## [THE TASK]
Reproduce the data below word for word, leaving out the pictures.

— start of DATA TO PROCESS —

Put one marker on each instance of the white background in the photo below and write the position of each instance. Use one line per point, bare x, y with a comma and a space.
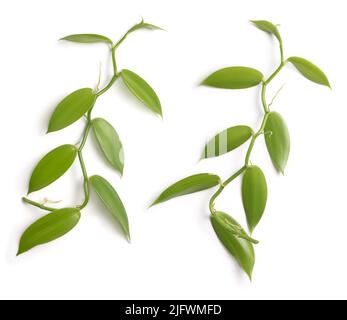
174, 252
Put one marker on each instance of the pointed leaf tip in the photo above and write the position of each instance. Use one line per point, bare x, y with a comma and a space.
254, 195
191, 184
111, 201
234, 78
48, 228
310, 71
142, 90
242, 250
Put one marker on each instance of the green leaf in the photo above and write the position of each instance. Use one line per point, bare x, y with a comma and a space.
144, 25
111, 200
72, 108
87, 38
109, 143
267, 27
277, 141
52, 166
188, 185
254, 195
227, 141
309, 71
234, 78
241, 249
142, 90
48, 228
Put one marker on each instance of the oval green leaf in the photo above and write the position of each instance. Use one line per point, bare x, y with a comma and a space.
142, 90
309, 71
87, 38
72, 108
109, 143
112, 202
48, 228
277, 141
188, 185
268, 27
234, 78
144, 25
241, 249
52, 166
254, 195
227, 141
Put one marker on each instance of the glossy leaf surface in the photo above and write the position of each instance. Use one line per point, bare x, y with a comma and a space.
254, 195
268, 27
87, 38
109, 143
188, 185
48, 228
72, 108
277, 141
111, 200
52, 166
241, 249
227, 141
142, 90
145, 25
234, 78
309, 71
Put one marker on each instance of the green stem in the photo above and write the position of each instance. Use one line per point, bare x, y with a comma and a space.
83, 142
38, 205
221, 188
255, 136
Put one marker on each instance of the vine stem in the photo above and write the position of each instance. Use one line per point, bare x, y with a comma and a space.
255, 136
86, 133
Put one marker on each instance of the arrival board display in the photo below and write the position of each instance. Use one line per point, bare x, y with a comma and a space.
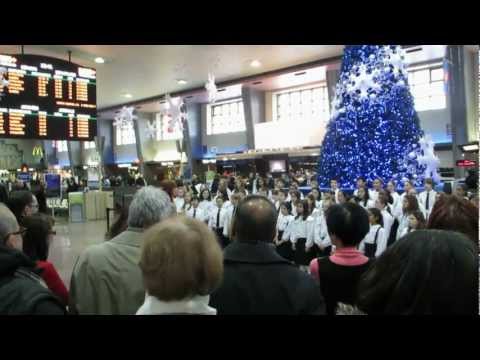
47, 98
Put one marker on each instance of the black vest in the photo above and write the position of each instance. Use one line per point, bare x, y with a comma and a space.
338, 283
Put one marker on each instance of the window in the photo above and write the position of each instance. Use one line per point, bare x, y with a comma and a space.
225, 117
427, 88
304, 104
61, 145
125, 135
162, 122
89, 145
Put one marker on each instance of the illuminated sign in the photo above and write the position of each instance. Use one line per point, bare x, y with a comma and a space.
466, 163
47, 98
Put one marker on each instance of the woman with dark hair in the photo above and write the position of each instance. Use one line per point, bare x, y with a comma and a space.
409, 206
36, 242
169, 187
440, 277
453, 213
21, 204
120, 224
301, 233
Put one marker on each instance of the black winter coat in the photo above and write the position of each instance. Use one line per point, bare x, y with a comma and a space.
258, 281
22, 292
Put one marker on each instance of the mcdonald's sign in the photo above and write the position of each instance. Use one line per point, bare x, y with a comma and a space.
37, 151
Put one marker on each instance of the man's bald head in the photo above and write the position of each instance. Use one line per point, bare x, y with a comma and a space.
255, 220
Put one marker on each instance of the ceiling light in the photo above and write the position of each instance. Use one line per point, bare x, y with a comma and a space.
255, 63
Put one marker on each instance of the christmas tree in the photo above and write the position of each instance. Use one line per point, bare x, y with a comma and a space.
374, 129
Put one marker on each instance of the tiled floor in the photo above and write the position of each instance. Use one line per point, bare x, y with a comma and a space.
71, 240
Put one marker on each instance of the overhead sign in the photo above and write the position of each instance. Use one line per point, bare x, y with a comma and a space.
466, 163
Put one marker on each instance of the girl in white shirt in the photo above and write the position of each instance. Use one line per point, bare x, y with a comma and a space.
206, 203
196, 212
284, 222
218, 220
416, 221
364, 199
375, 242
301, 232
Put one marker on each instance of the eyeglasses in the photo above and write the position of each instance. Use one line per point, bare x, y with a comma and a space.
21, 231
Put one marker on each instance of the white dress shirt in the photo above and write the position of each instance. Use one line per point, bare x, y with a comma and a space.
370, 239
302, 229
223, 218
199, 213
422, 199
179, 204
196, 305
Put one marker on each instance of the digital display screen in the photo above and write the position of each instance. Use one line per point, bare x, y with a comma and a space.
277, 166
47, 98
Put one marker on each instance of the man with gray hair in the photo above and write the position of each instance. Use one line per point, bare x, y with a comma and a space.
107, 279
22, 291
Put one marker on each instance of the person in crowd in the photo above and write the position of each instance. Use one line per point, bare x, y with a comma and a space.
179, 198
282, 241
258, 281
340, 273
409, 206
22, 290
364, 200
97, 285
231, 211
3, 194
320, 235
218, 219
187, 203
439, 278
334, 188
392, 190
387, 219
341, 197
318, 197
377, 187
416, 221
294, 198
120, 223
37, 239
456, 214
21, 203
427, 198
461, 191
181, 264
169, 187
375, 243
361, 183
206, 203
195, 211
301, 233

— end of DATA TO PROCESS —

## [WRITTEN SOLUTION]
Put one marker on each instance of the white background in the photo below and write the position of each instance. Use one line per point, bare x, y with a comma and a space.
174, 252
Put one marker on each instance of the pointed leaf tip in the photo above and write the position of each instance. Use one line per point, bare x, y with a comma and a space.
254, 195
191, 184
111, 201
234, 78
48, 228
310, 71
142, 90
242, 250
Put one marker on each instance of the green leaf in the photo above and write the position of each instance. Use one line per point, bare x, y with a comma and a space.
144, 25
111, 200
72, 108
87, 38
109, 143
267, 27
277, 141
52, 166
188, 185
254, 195
227, 141
309, 71
234, 78
241, 249
142, 90
48, 228
Put one marker on each instance of the oval green leaf in the photo above and write the position of each instance. Use one line per point, bare x, y with a comma and a space.
142, 90
309, 71
87, 38
72, 108
109, 143
112, 202
48, 228
277, 141
188, 185
268, 27
234, 78
144, 25
241, 249
52, 166
254, 195
227, 141
Put one marker on each instance of the glossy leaf surface in the photo above and write the position of each instance. Use one line per point, bare x, y with a comma and a space.
254, 195
268, 27
87, 38
109, 143
188, 185
48, 228
72, 108
277, 141
111, 200
52, 166
241, 249
227, 141
142, 90
145, 25
234, 78
309, 71
Put one marker on each instance of the green stem in the photo above and write the position of each instance. Use one line per point, bare x, y with a comma and a space.
83, 142
38, 205
221, 188
255, 136
Put one marker on each instance of the vine stem in the photo above and write the position of each instance. Use one line per point, bare x, y with a comma and a space.
255, 136
86, 133
Put one marker on each instance of the arrival board display in the photo below and write the position of each instance. Use one line per point, bare x, y with a comma and a space.
47, 98
Put one marker on each instance of the black vest in the photo above and write the position of each instance. Use one line per point, bare x, y with a comma and a space.
338, 283
Put one marker on each instance of the window in the photo above and write the position of each instance. Use one line per point, bare x, y with a comma and a space.
225, 117
427, 88
304, 104
61, 145
125, 135
162, 122
89, 145
Put one marker on each instance of the illuminated sign in the photo above and write the position of each instance. Use one line per point, bare x, y with a comma and a space.
466, 163
47, 98
Put one marker on each instance of the woman with dark hair in the photo above and write the position of each instance. Use one line per point, bare x, y with a comma and a space.
409, 206
36, 242
169, 187
440, 277
453, 213
21, 204
120, 224
301, 233
Put one marker on each instance of the black winter coat in the photo above and write the position of each instance. Use one line per point, bare x, y with a comma and a space.
258, 281
22, 292
Put one marker on each instance of the mcdonald's sign in the photo above and write the position of each instance. Use one line per point, bare x, y with a comma and a space.
37, 151
Put one marker on each instance of the man's bald head in the photo above and write the position of each instance. Use one line per point, bare x, y with a comma and a space.
255, 220
Put one marker on each instance of the ceiling light in the photo above and write the position of each instance. Use one line per point, bare x, y with a comma and a space.
255, 63
Put one marker on each instance of the christmas tree in the photo above and write the position of each instance. Use one line per point, bare x, y with a comma and a space.
374, 129
Put one marker on each instance of the tiled floor in the photo above and write the position of each instance. Use one line per point, bare x, y with a comma and a space.
71, 240
Put one marker on each instance of the overhead sign in the photo above and write the position of each instance. Use one line per point, bare x, y with a comma and a space.
466, 163
Put one marker on each instance of the girl in white shirt in the photo above and write the position of each instance. Use one line per point, bare x, y with a comma and a space.
206, 203
196, 212
284, 222
218, 220
416, 221
364, 199
375, 242
301, 232
Put one marker on each instance of the eyeglasses in the photo above and write the position of each instance. Use one line per point, bare x, y with a comma and a space.
21, 231
Put one marker on each instance of the white dress shirt in the photo above and write the position of each instance. Use one line per point, bare x, y with a comma and a space.
370, 239
302, 229
223, 218
199, 213
422, 199
179, 204
196, 305
Put one marker on each instance of the digital display screen in the photo above and write the position of each instance. Use one line per point, bare x, y with a comma and a space.
277, 166
47, 98
Put one marker on each instance of the man with gray hair in the photo above and write the position of each instance. Use one line per point, bare x, y with a comma and a space.
107, 279
22, 291
Put one marker on each instance of the person in crowd in the photo above and write the position of each instance. Use one line per point, bare x, y with a comma and a space.
179, 198
282, 241
258, 281
340, 273
409, 206
22, 290
364, 200
97, 285
231, 211
3, 194
320, 235
218, 219
187, 203
439, 278
334, 188
392, 190
387, 219
341, 197
318, 197
377, 187
416, 221
294, 198
120, 223
37, 239
456, 214
21, 203
427, 198
461, 191
181, 264
169, 187
375, 243
361, 183
206, 203
195, 211
301, 233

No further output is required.